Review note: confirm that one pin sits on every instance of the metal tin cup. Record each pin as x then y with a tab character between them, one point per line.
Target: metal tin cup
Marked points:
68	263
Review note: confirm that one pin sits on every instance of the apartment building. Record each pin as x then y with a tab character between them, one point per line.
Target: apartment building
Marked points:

--

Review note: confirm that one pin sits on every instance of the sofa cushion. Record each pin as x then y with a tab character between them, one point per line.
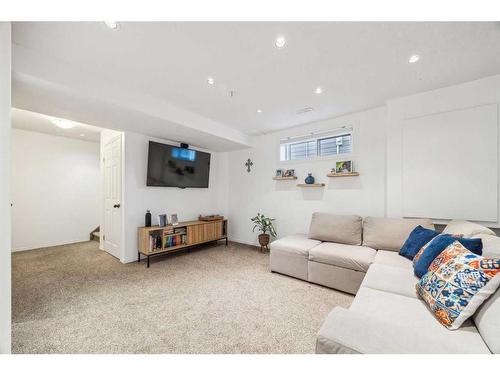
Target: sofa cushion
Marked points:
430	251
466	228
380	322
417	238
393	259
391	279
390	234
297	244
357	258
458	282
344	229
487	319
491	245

**Exercise directions**
Show each line of the entries above that contains the word "Record".

**Complete response**
Review note: confirm that one pin sits on every instance of the metal tin cup. Record each pin as x then y with a tab character between them, one point per line.
Review note: confirm that one pin sits on every instance of the apartment building. Record each pin as x then y with a tab character between them, one point per line.
Review note: confirm that one pin sits on every instance of the sofa cushion. Record each pin as x then y with a tab character between them, one point per line.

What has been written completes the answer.